**WRITTEN REQUEST:**
Output each line of the material exactly as it stands.

BEGIN RECORD LIST

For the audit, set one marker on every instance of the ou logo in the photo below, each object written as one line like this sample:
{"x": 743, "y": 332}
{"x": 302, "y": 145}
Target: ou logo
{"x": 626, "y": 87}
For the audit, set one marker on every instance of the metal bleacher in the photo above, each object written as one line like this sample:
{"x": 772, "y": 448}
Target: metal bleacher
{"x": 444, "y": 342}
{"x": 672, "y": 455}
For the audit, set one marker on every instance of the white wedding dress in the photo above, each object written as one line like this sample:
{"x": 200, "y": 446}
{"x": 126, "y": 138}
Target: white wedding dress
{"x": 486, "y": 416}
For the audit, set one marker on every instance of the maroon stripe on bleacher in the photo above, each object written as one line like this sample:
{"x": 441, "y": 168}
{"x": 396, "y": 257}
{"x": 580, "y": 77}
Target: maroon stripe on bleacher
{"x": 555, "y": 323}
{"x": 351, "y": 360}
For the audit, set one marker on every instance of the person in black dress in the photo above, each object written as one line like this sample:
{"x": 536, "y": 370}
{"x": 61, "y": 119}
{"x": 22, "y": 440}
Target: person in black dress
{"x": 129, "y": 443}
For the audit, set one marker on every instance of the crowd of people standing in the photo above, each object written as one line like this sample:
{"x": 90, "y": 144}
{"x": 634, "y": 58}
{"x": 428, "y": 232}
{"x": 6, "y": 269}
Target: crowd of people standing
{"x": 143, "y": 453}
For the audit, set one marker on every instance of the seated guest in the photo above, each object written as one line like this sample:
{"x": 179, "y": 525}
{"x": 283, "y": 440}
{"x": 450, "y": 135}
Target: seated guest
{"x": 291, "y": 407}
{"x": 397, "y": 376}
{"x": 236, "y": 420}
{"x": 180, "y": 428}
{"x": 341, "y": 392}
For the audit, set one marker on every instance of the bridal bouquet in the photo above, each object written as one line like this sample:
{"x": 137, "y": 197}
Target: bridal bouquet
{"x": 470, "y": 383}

END RECORD LIST

**WRITTEN SOLUTION:**
For the audit, set one marker on every instance of the ou logo in the photo below, each object written as one line like this sample:
{"x": 743, "y": 332}
{"x": 302, "y": 145}
Target: ou logo
{"x": 626, "y": 87}
For the audit, set one marker on every instance of the metal bleacher in the photo above, each object written as one line like this sample:
{"x": 772, "y": 448}
Target: metal bleacher
{"x": 444, "y": 342}
{"x": 672, "y": 455}
For the audit, set one marker on every instance of the white wedding dress in the photo above, each object written as one line like this sample:
{"x": 200, "y": 446}
{"x": 126, "y": 138}
Target: white wedding dress
{"x": 486, "y": 416}
For the audit, set one marker on every instance of the maroon stripe on bleacher in the photo above, each object written as one line like this sample:
{"x": 441, "y": 168}
{"x": 396, "y": 257}
{"x": 580, "y": 77}
Target: maroon stripe on bleacher
{"x": 555, "y": 323}
{"x": 351, "y": 360}
For the audit, set one marker on every instance of the person in black dress in the photo above, each object written as one line like this sample:
{"x": 536, "y": 370}
{"x": 61, "y": 119}
{"x": 22, "y": 440}
Target: person in black dress
{"x": 129, "y": 443}
For the audit, set one marker on every instance of the crowd of people standing in the photo above, each object written as one line like this sample:
{"x": 90, "y": 144}
{"x": 634, "y": 58}
{"x": 428, "y": 232}
{"x": 6, "y": 269}
Target: crowd of people standing
{"x": 143, "y": 453}
For the audit, set one marker on every instance of the seated guest in the photo above, each object written as one line like this sample:
{"x": 179, "y": 525}
{"x": 283, "y": 440}
{"x": 450, "y": 135}
Target: seated guest
{"x": 291, "y": 407}
{"x": 397, "y": 376}
{"x": 236, "y": 420}
{"x": 180, "y": 428}
{"x": 341, "y": 392}
For the audit, set one marker on every instance of the bridal bouquet in the photo above, each object written as one line like this sample:
{"x": 137, "y": 197}
Target: bridal bouquet
{"x": 470, "y": 383}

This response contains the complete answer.